Your reply must consist of the data below, reproduced character for character.

Segment Open

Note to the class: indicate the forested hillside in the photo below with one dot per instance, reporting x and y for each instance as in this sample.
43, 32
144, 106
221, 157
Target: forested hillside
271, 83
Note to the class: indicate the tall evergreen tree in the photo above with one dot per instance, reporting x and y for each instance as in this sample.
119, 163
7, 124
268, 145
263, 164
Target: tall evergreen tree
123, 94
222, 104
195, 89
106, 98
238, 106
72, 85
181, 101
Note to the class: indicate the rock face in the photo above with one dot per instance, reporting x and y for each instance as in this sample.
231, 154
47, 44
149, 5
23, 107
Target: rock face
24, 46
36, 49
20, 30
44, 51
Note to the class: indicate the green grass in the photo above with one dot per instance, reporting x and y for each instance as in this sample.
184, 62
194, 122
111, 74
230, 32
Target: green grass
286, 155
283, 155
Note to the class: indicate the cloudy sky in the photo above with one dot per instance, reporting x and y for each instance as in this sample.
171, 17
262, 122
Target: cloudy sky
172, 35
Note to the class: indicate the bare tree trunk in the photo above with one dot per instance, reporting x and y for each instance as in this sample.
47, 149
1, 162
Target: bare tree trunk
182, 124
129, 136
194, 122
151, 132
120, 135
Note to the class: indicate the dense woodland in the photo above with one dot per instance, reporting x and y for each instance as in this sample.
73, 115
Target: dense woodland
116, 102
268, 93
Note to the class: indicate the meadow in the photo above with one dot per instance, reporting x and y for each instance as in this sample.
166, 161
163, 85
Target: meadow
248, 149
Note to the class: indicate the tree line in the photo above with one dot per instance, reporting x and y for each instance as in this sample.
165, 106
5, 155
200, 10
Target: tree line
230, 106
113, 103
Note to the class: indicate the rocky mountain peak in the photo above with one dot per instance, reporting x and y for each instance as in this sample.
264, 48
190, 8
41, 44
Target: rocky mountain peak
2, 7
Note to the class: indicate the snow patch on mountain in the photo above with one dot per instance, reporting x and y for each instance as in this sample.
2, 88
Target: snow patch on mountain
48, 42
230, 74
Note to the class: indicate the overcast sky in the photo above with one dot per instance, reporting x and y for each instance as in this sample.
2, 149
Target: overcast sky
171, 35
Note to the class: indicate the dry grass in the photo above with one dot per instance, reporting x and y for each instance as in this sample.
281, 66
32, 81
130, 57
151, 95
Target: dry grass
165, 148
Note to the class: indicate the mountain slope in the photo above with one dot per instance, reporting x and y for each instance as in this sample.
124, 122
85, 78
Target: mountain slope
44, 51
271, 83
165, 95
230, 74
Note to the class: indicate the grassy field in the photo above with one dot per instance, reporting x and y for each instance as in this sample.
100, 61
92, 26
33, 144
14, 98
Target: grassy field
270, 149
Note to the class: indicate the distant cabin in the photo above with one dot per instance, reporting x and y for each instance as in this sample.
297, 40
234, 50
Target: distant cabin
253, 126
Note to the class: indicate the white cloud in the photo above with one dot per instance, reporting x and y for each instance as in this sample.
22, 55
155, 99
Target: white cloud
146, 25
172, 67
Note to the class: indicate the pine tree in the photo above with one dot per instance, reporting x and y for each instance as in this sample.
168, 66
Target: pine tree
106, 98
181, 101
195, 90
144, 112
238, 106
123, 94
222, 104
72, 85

Segment Closed

* RESULT OF THIS EXERCISE *
Note to the class: indicate the forested hillside in the photo below with one dot per instance, reporting x and y for each instance as in this sample.
43, 32
144, 106
221, 157
Target: forested hillside
271, 83
Note to the class: indicate the tall evergreen tree in the photo above with one dot per instance, reporting x and y for each instance as in this sample.
119, 163
7, 124
268, 145
263, 164
Target: tall evergreen tree
123, 94
222, 104
195, 89
106, 98
238, 106
72, 85
181, 101
Note to the class: indicate the rock face in the photo above with one dot per instance, reporting x and y for each instance as in this sample.
231, 154
47, 44
149, 5
23, 107
Target: rock face
24, 46
36, 49
20, 30
44, 51
Note to the class: indicate the green grass in the photo above with one dot per instance, reporting x and y for each instance as in this sample.
184, 62
194, 122
111, 74
230, 32
Target: green grass
286, 155
283, 155
Note to the class: indicate the cloudy sky in the photo above with one dot per instance, reporting x and y for each instance as in this sample.
171, 17
262, 122
Target: cloudy sky
172, 35
Note to the class: indicate the bare tree trunk in the photo above with one dot per instance, reporting x and y for each instance as in this sample.
47, 149
1, 162
Target: bare tree trunk
182, 124
129, 136
194, 122
151, 132
120, 135
Note to the class: indicate the dense woodland in the photo above with one dot per instance, reporting x and y for each instance as in this sample.
73, 115
Target: dense woodland
116, 102
268, 93
Note to the class: indicate the meadow in the photo above with one dot per instance, reporting x and y for each instance as in this sample.
166, 161
163, 85
Target: meadow
248, 149
Note to the class: indicate the tree line in the photo above with one dot per instance, reporting x and y for each instance as in this sample.
165, 106
5, 155
200, 10
Target: tree line
230, 106
113, 103
Note to the class: indicate the rocky mountain peak in the photo above with one dot per instance, reporting x and y for each instance as in this sample.
264, 48
190, 8
41, 44
Target: rocky mountain peak
2, 7
Note to the class: indicate the snow patch on mountain in the photo above with one dot per instance, reporting x and y for each instance as in this sample.
2, 88
Target: snow patch on mountain
48, 42
230, 74
Note to the class: indicate the overcast sky in the photo above with one dot per instance, reporting x and y for each instance as in this sample.
2, 149
Target: overcast sky
171, 35
Note to the class: indicate the dry grass in the photo above with one dot per instance, reporting x and y for each instance as in this sample.
281, 66
32, 81
130, 57
151, 95
Target: dry grass
165, 148
Note to the class: indicate the mountain slope in the photo above with one dot per instance, reporting x and y for each instance as in this sample.
124, 122
85, 78
Target: mountain slope
44, 51
271, 83
165, 95
230, 74
Note to the class: indicate the grassy field in the photo above with one dot per instance, reporting x and y for each instance as in this sample.
100, 61
92, 26
33, 144
14, 98
Target: grassy field
270, 149
Note to the class: indicate the distant cabin in the photo above with one dot per instance, reporting x and y for each instance as in this sample.
297, 40
234, 50
Target: distant cabin
253, 126
Note to the class: indicate the white cloud in the photo above with one dot per instance, reporting x and y for each instance as in this sample.
22, 55
155, 99
Target: white cloud
146, 25
172, 67
Note to the class: indicate the pine tree in the photo above with one dot per instance, reporting x and y for each instance as in this sample.
168, 66
Target: pine tree
106, 98
181, 101
195, 90
144, 112
238, 106
123, 94
222, 104
72, 85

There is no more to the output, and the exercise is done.